Directions for this task:
Can you pull out the records between the lines holding "obj: bare skin => coords" and "[307,407,830,740]", inclusive, and copy them verbatim?
— Begin Extracted material —
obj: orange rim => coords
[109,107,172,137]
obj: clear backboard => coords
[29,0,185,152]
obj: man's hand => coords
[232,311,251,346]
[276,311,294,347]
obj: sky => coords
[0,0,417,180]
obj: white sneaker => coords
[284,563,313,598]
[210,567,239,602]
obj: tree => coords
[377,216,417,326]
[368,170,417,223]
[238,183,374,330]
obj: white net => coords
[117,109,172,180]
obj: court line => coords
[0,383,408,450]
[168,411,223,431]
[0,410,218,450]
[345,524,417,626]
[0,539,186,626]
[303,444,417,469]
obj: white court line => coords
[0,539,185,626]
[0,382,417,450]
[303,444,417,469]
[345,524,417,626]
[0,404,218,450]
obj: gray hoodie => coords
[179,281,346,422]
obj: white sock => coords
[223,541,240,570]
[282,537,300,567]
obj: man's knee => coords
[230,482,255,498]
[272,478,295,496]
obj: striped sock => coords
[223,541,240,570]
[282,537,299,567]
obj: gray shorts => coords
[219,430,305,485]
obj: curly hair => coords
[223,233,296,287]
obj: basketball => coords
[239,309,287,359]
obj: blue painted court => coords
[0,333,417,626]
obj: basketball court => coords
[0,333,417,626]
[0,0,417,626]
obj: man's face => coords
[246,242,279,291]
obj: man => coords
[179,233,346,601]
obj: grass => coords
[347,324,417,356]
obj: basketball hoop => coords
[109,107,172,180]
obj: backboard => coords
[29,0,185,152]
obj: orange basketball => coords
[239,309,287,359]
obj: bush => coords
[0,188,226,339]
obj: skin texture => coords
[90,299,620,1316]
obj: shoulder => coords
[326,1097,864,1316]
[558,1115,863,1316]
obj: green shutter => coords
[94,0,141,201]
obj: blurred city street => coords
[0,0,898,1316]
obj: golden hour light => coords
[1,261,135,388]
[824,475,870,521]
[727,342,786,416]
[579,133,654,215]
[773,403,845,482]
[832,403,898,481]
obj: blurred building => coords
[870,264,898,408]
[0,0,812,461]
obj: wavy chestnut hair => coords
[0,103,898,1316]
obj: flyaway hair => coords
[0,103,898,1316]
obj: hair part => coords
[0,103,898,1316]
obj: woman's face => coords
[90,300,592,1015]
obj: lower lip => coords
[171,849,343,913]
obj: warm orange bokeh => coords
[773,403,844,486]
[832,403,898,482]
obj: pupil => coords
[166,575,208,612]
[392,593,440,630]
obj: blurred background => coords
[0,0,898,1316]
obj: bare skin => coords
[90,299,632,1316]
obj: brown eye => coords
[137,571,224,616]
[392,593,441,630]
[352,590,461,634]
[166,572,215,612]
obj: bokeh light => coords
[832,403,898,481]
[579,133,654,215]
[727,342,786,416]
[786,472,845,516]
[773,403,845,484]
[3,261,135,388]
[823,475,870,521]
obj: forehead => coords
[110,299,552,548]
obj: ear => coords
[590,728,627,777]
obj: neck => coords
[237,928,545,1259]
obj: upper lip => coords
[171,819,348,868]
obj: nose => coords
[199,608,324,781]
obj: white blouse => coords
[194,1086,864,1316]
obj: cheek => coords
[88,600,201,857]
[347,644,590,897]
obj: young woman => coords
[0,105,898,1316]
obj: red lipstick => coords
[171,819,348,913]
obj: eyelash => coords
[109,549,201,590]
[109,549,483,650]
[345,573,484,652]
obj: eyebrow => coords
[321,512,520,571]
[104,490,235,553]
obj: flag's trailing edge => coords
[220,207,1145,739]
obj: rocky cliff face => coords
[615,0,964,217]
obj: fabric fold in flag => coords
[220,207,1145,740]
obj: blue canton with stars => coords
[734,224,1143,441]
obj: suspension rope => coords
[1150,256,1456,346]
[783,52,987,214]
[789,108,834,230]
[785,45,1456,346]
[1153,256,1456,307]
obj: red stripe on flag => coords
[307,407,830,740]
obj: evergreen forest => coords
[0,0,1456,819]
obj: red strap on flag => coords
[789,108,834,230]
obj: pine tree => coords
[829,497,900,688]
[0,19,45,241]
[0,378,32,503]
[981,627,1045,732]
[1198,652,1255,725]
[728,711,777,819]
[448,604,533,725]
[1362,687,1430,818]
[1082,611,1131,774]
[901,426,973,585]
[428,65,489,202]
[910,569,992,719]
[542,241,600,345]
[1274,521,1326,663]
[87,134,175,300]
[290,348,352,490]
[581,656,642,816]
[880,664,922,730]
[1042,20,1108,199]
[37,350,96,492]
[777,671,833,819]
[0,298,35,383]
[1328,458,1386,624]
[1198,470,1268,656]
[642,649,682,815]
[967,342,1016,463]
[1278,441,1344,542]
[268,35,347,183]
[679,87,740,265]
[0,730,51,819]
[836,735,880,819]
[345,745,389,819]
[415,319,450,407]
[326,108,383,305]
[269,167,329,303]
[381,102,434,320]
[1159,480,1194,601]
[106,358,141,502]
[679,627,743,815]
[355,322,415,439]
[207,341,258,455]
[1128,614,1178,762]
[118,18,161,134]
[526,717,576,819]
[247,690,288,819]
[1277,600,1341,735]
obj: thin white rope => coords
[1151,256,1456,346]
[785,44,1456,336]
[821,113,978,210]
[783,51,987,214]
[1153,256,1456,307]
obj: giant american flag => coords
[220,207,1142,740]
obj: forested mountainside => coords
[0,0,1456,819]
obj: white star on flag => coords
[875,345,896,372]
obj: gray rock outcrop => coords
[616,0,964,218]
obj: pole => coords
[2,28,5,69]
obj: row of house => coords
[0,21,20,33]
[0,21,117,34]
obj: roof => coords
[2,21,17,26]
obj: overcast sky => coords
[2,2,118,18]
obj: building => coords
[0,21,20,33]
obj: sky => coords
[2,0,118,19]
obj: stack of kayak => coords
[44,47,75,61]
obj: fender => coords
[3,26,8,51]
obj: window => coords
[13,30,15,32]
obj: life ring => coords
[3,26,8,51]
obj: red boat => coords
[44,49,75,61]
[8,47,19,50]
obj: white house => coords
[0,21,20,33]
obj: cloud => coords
— End Extracted material —
Exercise result:
obj: bare skin => coords
[90,299,632,1316]
obj: brown eye => coords
[137,571,224,616]
[392,593,441,630]
[352,590,461,634]
[166,572,215,612]
obj: bokeh light => coords
[832,403,898,481]
[579,133,654,215]
[727,342,786,416]
[786,472,845,516]
[773,403,845,484]
[3,261,135,388]
[823,475,870,521]
obj: forehead => coords
[110,299,552,548]
obj: ear => coords
[590,728,627,777]
obj: neck => coords
[237,928,545,1259]
obj: upper lip => coords
[171,819,348,868]
obj: nose => coords
[199,608,324,781]
obj: white blouse => coords
[194,1086,864,1316]
obj: cheek => coords
[88,600,201,857]
[347,644,590,897]
obj: young woman => coords
[0,105,898,1316]
obj: red lipstick => coords
[171,819,348,913]
obj: eyelash => coords
[109,549,201,590]
[109,549,483,650]
[345,573,484,652]
obj: eyebrow => coords
[321,512,520,571]
[104,490,235,553]
obj: flag's trailing edge => coords
[220,207,1145,739]
obj: rocky cliff face => coords
[615,0,964,217]
obj: fabric fold in flag => coords
[220,207,1145,740]
obj: blue canton with stars => coords
[734,224,1143,441]
obj: suspension rope => coords
[1150,256,1456,346]
[783,52,987,214]
[789,108,834,230]
[785,45,1456,346]
[1153,256,1456,307]
obj: red stripe on flag => coords
[307,407,830,740]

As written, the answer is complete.